### WRITTEN EXERCISE
Restate word for word the lines from the one containing "Target: air conditioning unit" through the end of the listing below, with both ends included.

### EXERCISE MATERIALS
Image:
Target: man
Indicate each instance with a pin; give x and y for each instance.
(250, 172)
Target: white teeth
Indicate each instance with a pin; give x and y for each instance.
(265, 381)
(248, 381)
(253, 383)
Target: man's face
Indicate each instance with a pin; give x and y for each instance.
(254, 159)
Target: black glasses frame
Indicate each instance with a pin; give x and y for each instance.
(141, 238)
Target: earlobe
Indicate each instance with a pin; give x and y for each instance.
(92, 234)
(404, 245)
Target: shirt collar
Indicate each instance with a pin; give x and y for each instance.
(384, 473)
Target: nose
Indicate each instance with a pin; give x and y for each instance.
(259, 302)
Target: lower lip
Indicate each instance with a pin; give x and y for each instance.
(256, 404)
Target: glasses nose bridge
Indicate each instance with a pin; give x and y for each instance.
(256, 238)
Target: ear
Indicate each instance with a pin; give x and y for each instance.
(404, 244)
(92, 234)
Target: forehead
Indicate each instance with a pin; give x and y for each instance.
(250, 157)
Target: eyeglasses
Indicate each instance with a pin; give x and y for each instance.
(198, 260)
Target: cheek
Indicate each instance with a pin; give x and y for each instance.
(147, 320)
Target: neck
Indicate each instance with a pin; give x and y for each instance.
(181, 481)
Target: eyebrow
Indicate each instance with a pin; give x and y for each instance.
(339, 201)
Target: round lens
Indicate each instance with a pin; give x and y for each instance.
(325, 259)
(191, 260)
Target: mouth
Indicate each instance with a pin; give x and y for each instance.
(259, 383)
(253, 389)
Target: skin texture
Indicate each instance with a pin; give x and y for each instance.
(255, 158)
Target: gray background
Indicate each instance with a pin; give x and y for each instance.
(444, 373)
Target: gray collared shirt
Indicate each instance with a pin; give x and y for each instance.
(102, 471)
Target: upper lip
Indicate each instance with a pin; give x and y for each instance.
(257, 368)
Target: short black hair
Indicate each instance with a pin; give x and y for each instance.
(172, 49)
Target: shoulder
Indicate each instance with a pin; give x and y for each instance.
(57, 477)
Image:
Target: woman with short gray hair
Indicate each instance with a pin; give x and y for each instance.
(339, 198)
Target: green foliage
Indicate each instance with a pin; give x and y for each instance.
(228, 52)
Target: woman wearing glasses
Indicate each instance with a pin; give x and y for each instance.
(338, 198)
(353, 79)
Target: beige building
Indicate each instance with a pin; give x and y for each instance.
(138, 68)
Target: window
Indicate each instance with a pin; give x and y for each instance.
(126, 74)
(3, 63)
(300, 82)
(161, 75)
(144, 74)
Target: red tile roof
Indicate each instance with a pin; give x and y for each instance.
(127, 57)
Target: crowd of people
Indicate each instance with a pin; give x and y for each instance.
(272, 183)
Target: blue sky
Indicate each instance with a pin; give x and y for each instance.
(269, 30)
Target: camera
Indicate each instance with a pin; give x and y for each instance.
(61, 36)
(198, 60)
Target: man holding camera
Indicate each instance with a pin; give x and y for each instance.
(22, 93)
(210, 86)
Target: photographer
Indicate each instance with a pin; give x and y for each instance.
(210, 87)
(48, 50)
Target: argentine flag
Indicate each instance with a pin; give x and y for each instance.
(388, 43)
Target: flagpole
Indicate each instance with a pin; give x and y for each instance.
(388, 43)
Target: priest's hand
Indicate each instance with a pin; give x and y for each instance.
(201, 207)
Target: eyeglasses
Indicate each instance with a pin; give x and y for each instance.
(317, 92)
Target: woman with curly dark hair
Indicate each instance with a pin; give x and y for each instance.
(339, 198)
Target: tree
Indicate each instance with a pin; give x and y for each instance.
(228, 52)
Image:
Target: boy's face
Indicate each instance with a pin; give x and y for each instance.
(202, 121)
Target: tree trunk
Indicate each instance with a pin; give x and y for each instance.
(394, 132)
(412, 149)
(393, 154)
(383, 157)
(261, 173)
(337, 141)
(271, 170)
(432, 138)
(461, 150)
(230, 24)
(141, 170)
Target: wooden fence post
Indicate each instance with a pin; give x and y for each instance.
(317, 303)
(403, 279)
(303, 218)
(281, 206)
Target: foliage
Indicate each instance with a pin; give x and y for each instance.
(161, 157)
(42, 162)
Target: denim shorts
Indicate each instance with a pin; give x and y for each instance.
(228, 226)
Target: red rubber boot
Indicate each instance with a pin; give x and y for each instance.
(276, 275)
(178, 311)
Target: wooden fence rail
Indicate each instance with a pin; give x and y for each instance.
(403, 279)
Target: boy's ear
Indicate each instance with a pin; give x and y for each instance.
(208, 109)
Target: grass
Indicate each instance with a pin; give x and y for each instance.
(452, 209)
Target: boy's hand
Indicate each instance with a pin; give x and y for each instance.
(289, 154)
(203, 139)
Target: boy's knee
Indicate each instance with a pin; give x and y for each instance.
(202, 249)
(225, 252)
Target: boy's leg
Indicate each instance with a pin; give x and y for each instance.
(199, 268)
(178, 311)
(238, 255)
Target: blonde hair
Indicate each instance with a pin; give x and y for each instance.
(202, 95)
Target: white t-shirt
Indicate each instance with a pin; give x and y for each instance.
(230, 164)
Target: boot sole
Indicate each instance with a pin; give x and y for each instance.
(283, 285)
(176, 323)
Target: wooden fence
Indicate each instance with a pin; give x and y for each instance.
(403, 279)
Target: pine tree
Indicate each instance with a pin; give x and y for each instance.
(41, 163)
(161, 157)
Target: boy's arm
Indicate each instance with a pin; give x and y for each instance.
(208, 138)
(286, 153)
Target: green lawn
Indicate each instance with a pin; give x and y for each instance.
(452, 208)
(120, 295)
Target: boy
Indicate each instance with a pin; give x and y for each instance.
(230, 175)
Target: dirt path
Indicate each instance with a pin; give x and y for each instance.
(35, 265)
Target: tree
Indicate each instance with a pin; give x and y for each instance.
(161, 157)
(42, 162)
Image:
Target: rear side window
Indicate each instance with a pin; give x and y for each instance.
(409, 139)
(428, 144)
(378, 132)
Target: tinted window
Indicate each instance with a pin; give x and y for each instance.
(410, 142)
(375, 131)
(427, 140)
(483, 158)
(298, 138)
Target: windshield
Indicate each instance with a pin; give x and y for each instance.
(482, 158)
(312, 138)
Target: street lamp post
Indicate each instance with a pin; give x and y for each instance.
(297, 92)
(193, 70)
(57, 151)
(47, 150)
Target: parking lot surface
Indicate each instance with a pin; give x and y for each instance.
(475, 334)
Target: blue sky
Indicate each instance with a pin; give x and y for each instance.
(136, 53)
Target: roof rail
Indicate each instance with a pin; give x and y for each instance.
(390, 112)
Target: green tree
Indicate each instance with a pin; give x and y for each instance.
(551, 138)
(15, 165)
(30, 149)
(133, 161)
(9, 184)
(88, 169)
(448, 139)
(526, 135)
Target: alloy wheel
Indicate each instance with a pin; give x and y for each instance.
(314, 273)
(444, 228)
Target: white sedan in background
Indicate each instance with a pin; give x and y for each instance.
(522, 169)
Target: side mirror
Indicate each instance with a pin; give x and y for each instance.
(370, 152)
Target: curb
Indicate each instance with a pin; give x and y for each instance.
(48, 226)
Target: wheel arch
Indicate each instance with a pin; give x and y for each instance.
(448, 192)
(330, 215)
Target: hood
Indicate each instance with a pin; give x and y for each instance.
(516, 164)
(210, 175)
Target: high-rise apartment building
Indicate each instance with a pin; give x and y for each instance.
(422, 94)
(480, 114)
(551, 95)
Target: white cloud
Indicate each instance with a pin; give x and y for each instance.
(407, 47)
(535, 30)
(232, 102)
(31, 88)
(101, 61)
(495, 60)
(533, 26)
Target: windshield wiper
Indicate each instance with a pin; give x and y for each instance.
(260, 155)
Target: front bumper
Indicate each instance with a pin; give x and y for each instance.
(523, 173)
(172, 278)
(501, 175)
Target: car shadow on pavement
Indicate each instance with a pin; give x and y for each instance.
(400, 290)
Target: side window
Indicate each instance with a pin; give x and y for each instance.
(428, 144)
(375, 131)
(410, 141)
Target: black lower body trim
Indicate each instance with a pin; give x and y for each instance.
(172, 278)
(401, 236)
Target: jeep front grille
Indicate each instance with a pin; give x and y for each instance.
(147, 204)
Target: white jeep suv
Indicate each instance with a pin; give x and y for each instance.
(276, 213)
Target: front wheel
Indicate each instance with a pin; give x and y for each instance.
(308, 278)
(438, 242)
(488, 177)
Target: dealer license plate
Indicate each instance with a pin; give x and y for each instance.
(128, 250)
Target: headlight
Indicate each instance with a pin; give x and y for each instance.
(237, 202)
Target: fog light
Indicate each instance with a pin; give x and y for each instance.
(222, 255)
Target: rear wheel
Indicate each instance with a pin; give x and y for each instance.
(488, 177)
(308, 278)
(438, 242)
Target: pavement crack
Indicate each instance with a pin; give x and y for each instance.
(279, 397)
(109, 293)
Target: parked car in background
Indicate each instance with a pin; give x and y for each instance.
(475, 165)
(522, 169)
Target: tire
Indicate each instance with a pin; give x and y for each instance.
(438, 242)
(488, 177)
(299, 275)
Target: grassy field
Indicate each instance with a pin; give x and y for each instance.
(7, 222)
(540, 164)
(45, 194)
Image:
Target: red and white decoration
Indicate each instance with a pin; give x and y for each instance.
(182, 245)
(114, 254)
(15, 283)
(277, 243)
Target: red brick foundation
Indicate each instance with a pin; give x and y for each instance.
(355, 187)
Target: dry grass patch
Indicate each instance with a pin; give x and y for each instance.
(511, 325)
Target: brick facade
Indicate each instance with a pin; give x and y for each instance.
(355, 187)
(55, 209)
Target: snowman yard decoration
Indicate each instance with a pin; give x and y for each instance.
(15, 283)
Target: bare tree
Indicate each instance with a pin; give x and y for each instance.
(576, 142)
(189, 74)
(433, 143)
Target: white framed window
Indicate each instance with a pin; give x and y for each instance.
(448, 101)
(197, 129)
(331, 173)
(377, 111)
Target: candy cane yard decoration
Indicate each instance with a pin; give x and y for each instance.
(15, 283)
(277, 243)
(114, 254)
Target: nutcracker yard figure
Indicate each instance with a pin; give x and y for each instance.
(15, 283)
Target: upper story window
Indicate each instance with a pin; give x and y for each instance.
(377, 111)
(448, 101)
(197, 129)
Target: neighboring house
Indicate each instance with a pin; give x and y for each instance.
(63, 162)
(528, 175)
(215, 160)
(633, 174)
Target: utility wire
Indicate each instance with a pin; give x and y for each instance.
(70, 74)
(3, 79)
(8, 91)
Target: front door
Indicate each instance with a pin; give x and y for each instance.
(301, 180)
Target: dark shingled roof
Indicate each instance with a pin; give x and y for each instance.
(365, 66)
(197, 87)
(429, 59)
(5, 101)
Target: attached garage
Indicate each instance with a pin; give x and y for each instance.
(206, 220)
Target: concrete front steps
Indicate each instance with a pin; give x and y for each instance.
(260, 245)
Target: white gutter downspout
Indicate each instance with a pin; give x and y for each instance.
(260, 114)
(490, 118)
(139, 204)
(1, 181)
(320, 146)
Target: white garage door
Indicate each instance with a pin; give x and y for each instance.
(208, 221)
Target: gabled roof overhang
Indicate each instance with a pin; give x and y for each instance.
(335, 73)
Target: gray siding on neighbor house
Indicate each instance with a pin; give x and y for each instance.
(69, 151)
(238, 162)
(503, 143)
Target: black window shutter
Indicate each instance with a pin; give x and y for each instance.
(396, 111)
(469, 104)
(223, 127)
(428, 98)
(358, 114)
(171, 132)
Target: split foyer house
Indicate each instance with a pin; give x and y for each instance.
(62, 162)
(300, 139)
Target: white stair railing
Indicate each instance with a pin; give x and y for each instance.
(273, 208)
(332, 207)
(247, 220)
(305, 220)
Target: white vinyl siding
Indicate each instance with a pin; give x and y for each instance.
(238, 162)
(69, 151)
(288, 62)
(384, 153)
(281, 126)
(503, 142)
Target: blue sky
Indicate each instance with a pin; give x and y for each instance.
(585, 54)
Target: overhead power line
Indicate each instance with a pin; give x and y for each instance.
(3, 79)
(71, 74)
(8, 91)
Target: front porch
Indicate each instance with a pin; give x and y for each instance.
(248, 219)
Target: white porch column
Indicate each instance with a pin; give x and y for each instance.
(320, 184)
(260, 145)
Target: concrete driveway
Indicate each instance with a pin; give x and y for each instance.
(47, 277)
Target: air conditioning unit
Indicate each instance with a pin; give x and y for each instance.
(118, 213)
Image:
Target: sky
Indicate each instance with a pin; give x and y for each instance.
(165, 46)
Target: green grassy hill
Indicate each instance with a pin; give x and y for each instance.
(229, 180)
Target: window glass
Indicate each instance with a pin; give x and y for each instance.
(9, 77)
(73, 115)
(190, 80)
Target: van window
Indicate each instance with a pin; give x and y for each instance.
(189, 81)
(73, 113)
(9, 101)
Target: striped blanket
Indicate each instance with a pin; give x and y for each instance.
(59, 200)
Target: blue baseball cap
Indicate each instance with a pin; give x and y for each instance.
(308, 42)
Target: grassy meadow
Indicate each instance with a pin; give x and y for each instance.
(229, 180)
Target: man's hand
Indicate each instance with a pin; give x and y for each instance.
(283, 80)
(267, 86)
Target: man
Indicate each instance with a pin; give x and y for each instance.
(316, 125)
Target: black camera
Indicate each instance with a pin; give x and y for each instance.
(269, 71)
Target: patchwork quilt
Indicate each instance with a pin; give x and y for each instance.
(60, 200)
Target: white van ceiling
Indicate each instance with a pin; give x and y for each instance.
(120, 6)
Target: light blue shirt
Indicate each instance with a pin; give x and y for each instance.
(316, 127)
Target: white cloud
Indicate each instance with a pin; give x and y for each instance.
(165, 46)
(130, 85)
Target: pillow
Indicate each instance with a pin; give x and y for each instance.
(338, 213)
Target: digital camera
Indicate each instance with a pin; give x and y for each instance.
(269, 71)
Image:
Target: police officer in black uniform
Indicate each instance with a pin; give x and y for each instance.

### EXPECTED ANSWER
Target: air conditioning unit
Indicate each instance with a pin; give x and y for each instance.
(118, 213)
Image:
Target: sky
Indicate each instance with a pin; give x and y for each instance.
(165, 46)
Target: green grassy hill
Indicate each instance with a pin; give x and y for each instance.
(229, 180)
Target: window glass
Indicate each instance with a pin; give x and y for each instance.
(9, 77)
(73, 115)
(190, 80)
Target: van window
Indicate each instance with a pin; give x and y for each instance.
(189, 81)
(73, 113)
(9, 101)
Target: striped blanket
Indicate each instance with a pin; give x and y for each instance.
(59, 200)
Target: blue baseball cap
Indicate each instance with a pin; give x and y for each instance.
(308, 42)
Target: grassy meadow
Indicate each instance with a pin; give x and y for each instance.
(229, 180)
Target: man's hand
Indicate each instance with a pin; give x and y for each instance.
(283, 80)
(267, 86)
Target: man
Indicate each instance with a pin; give x and y for each instance.
(316, 125)
Target: black camera
Indicate each instance with a pin; give x and y for each instance.
(269, 71)
Target: patchwork quilt
Indicate each instance with a pin; give x and y for each instance.
(60, 200)
Target: white van ceiling
Indicate each instance with a pin; give x and y for each instance.
(120, 6)
Target: light blue shirt
Indicate each instance with a pin; give x and y for each instance.
(316, 127)
Target: white cloud
Indicate each instance with a pin; give x and y for each instance.
(165, 46)
(130, 85)
Target: pillow
Indicate each instance with a pin; give x and y for each instance.
(338, 213)
Target: digital camera
Indicate each instance with a pin; give x and y for each instance.
(269, 71)
Image:
Target: police officer in black uniform
Indicate each instance with a pin; give x and y for each instance.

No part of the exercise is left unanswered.